> SHORT PROBLEM
Quote the following lines word for word, in their original order.

> EXTRACTED INFORMATION
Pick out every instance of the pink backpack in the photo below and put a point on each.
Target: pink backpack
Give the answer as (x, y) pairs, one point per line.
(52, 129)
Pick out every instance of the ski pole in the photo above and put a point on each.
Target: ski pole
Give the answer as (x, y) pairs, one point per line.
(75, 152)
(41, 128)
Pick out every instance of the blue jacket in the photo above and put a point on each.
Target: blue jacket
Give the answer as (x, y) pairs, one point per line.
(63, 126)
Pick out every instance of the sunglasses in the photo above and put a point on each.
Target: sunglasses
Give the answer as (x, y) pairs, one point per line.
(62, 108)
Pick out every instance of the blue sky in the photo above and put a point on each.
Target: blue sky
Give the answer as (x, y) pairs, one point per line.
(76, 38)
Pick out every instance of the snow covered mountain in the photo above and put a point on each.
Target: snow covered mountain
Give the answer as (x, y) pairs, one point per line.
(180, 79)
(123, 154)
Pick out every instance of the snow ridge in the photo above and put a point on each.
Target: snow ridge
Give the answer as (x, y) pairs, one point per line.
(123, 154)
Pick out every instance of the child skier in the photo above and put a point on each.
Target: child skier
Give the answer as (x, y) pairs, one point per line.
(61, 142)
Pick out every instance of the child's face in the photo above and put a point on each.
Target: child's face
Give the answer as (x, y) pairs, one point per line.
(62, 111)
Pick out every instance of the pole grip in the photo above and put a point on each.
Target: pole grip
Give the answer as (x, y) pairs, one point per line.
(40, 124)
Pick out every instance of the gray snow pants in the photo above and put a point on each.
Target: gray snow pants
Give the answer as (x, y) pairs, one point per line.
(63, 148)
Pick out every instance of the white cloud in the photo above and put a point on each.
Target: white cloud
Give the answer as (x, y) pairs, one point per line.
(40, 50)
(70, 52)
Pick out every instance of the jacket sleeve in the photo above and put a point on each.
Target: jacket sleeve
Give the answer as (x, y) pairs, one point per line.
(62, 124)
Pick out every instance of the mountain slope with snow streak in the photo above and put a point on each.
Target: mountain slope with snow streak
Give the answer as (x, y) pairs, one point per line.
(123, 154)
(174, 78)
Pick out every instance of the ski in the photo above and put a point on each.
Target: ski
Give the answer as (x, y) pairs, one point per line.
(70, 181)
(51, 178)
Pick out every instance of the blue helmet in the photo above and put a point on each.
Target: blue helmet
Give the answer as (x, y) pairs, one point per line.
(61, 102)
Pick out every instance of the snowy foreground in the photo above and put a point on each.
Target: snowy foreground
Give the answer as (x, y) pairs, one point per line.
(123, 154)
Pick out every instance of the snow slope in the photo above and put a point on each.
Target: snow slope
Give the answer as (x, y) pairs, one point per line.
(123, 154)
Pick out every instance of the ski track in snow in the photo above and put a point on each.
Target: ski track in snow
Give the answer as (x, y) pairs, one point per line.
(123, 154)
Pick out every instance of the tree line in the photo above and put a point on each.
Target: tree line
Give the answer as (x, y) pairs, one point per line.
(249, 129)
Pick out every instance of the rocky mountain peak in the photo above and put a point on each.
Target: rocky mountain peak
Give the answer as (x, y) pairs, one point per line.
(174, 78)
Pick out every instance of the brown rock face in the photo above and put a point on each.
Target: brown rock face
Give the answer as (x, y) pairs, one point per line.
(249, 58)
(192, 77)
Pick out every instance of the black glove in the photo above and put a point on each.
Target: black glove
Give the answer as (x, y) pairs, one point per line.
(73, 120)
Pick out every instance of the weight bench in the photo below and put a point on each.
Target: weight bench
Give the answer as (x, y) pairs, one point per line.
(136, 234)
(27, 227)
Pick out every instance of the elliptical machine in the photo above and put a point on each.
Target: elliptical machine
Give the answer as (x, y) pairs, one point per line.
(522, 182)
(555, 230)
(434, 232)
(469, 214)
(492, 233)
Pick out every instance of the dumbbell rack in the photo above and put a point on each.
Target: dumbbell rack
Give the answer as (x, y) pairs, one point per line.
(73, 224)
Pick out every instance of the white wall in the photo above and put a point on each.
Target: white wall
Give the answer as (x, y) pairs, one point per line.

> ANSWER
Pick out every instance of the pink backpack in the photo below and put a point on each.
Target: pink backpack
Give the answer as (x, y) pairs, one point per line.
(52, 129)
Pick out every instance of the ski pole in the photo above and put a point on each.
Target: ski pole
Give the answer as (x, y) pairs, one point per line.
(75, 152)
(41, 128)
Pick out every instance of the blue jacket in the photo above and put a point on each.
Target: blue jacket
Give the answer as (x, y) pairs, one point per line.
(63, 126)
Pick out every instance of the sunglasses in the photo above and put a point on each.
Target: sunglasses
Give the answer as (x, y) pairs, one point per line.
(62, 108)
Pick out every instance of the blue sky in the photo above and put a point on each.
Target: blue sky
Give the answer as (x, y) pairs, one point per line.
(76, 38)
Pick out every instance of the snow covered mountain in the photo above and put a point on each.
Target: snow covered mountain
Give the answer as (x, y) pairs, one point per line.
(180, 79)
(123, 154)
Pick out every instance of the snow ridge in the photo above and put a point on each.
Target: snow ridge
Give the answer as (x, y) pairs, one point per line.
(123, 154)
Pick out every instance of the child skier in the photo above and put a point on each.
Target: child skier
Give the answer as (x, y) pairs, one point per line.
(61, 142)
Pick out every instance of the child's face in the photo above and put a point on each.
Target: child's face
Give the answer as (x, y) pairs, one point per line.
(62, 111)
Pick out every instance of the pole grip in the photo above and put a point on each.
Target: pole grip
Give the answer as (x, y) pairs, one point per line.
(40, 124)
Pick out every instance of the gray snow pants in the photo above and put a point on each.
Target: gray snow pants
Give the answer as (x, y) pairs, one point per line.
(63, 148)
Pick out every instance of the white cloud in the photo above and put a point on each.
Target: white cloud
Give the answer as (x, y) pairs, one point per line.
(40, 50)
(70, 52)
Pick out every instance of the jacket sleeve in the photo above and put a point on each.
Target: jacket sleeve
Give the answer as (x, y) pairs, one point per line.
(62, 124)
Pick out every instance of the mountain slope with snow streak in the photo above and put a point on each.
Target: mountain slope with snow streak
Give the answer as (x, y) pairs, one point per line.
(123, 154)
(174, 78)
Pick out every instance of the ski in the photo above and put a point on each.
Target: ski
Give the answer as (x, y) pairs, one point per line.
(70, 181)
(51, 178)
Pick out every instance of the blue helmet in the photo above and put a point on each.
Target: blue helmet
Give the answer as (x, y) pairs, one point per line.
(61, 102)
Pick out every instance of the snowy foreground in the photo above and put a point on each.
Target: snowy foreground
Give the answer as (x, y) pairs, one point per line.
(123, 154)
Pick out every instance of the snow slope in the photo above and put a point on each.
Target: snow slope
Give the answer as (x, y) pairs, one point per line.
(123, 154)
Pick out every instance of the ski track in snow in the photo above and put a point on each.
Target: ski track in snow
Give the answer as (x, y) pairs, one point per line.
(123, 154)
Pick out every instance of the tree line in the photo above and put a point on each.
Target: tree line
Give the answer as (x, y) pairs, one point per line.
(249, 129)
Pick out every instance of the rocky mountain peak in the photo above and put a point on each.
Target: rocky mountain peak
Give the answer as (x, y) pairs, one point per line.
(174, 78)
Pick out every instance of the brown rock face in the photo above and put a point on each.
Target: brown rock face
Give the answer as (x, y) pairs, one point per line.
(249, 58)
(192, 77)
Pick out every instance of the black glove in the photo above and put a point on each.
Target: black glove
Give the answer as (x, y) pairs, one point per line.
(73, 120)
Pick out every instance of the weight bench in the photo below and put a point on each.
Target: weight bench
Give the answer as (x, y) pairs, one point per line.
(136, 234)
(27, 227)
Pick out every instance of the elliptical machine in the photo above and put a point on each.
Target: elliptical machine
Give the answer as (x, y) pairs, one point per line.
(522, 182)
(555, 230)
(434, 232)
(469, 214)
(492, 233)
Pick out every instance of the dumbbell rack in the photo above and put a point on each.
Target: dumbbell rack
Give the answer as (x, y) pairs, one point per line.
(73, 224)
Pick out every instance of the white wall in the photo above and put a point on each.
Target: white wall
Give the answer as (x, y) pairs, one point per line.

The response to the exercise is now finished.